## WORK REQUIRED
In every row below, change each "one pin" to "one marker" and leave the rest of the text unchanged.

** BEGIN ENTRIES SHOWN **

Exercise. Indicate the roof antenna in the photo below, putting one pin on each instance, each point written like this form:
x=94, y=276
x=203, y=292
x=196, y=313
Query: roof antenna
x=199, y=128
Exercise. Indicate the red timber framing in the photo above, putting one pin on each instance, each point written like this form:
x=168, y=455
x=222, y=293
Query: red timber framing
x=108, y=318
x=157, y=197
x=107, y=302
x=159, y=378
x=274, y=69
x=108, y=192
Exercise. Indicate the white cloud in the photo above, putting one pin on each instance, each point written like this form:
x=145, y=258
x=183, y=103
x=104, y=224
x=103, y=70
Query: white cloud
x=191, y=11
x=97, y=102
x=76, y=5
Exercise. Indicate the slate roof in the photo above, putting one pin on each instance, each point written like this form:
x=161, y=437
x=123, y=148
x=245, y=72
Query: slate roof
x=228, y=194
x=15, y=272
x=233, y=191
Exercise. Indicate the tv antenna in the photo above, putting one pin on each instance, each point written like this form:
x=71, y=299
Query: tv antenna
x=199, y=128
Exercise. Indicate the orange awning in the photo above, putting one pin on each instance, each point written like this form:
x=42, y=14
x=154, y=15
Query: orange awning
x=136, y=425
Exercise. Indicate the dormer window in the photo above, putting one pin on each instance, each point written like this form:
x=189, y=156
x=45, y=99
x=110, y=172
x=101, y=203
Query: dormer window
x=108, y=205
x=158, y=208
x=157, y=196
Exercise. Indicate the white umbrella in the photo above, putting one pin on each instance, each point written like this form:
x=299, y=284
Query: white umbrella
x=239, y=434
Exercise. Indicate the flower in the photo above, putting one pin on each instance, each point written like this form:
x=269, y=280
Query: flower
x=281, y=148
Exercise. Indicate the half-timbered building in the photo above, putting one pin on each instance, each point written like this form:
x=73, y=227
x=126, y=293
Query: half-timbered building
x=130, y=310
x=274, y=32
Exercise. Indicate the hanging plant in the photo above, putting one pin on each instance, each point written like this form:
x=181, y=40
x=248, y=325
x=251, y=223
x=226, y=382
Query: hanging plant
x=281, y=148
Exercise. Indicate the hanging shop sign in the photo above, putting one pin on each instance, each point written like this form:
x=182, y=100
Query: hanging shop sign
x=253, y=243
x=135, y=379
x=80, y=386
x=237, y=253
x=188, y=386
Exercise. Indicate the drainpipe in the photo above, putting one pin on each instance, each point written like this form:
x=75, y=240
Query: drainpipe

** END ENTRIES SHOWN **

## EXERCISE OUTPUT
Exercise. Indicate the roof antenna in the photo below, putting one marker on each instance, each point written like this form:
x=94, y=276
x=203, y=292
x=196, y=313
Query: roof antenna
x=199, y=128
Exercise. Indicate the red timber framing in the photo above, putting one marker on each instance, each point written like this form:
x=168, y=455
x=222, y=293
Query: red timber framing
x=108, y=318
x=157, y=197
x=107, y=302
x=159, y=378
x=274, y=69
x=108, y=192
Exercise. Indicate the white cloud in the photo above, putting one marker on each instance, each point written like this form:
x=145, y=258
x=183, y=103
x=104, y=224
x=103, y=70
Query: white cloud
x=191, y=11
x=97, y=102
x=76, y=5
Exercise. Indicate the slate roof in the photo above, putting one marker on each instance, each point written like this form:
x=161, y=437
x=123, y=148
x=245, y=72
Query: slate roof
x=228, y=194
x=15, y=272
x=233, y=191
Exercise. Indicate the tv antenna in the photo above, putting one marker on each instance, each point written like this form:
x=71, y=299
Query: tv antenna
x=199, y=128
Exercise. Indicate the orange awning in the photo above, putting one marker on each instance, each point written like this form:
x=42, y=14
x=154, y=15
Query: orange awning
x=136, y=425
Exercise. Indicate the dormer window in the photo above, putting one marker on each instance, each point written like this form:
x=189, y=156
x=45, y=99
x=110, y=172
x=101, y=203
Query: dormer window
x=108, y=205
x=158, y=208
x=157, y=196
Exercise. Indicate the white umbrella in the photo above, putting one marker on each instance, each point written like this form:
x=299, y=284
Query: white umbrella
x=239, y=434
Exercise. Indicate the flower in the photo above, putting one marker on each instance, each point written like this form:
x=269, y=280
Query: flower
x=281, y=148
Exercise. Indicate the half-timbered building in the photo above, putting one marker on each instance, each point written like this form:
x=73, y=227
x=126, y=293
Query: half-timbered building
x=130, y=310
x=274, y=32
Exercise. Indicate the hanging plant in the photo above, putting one marker on each instance, each point written like this form:
x=181, y=40
x=248, y=325
x=251, y=223
x=226, y=382
Query: hanging plant
x=281, y=148
Exercise. Indicate the hanging shop sign in the photo above, putting one marker on each instance, each point written like this form:
x=182, y=100
Query: hanging shop sign
x=253, y=243
x=135, y=379
x=80, y=386
x=237, y=253
x=188, y=386
Exercise. Indicate the drainpipe in the photo above, putting one marker on each instance, each point written like this form:
x=75, y=240
Query: drainpipe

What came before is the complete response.